Echo every line of the listing below word for word, without changing anything.

***** DATA TO PROCESS

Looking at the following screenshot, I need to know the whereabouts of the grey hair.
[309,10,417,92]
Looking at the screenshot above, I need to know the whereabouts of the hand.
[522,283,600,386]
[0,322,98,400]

**********

(RESULT OF THE TASK):
Looking at the following screenshot, I need to know the whereabouts of the grey hair.
[309,10,417,92]
Looking at the screenshot above, I need to know the whereabouts of the hand.
[522,283,600,386]
[0,322,98,400]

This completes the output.